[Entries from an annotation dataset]
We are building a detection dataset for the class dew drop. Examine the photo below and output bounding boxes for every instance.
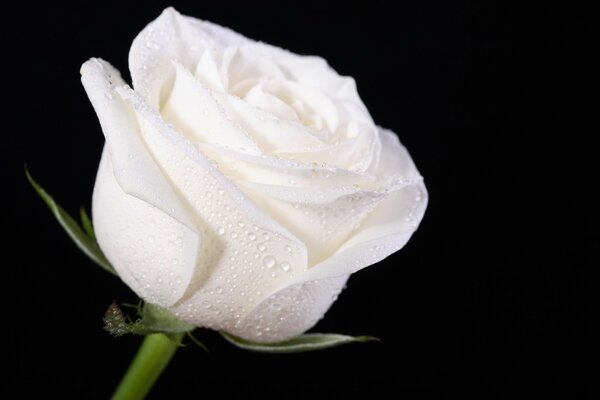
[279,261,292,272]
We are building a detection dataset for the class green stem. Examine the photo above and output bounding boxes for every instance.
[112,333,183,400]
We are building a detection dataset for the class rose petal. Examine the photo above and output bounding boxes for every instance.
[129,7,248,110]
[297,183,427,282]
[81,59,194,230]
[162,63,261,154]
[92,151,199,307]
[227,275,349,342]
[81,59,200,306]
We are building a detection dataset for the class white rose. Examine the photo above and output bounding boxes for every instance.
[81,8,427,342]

(Brief): Please pull out every row that contains the word "above", copying each one in full.

(Full answer):
We are building a detection dataset for the class green stem. Examine the photo above and output bounding boxes for every instance.
We are building a detection dataset for the class rose petal. Examine the photo above and output bounding boxes for every instance.
We are building a detection dataset for the class white rose. Examine the photo above and output bounding boxes for every instance.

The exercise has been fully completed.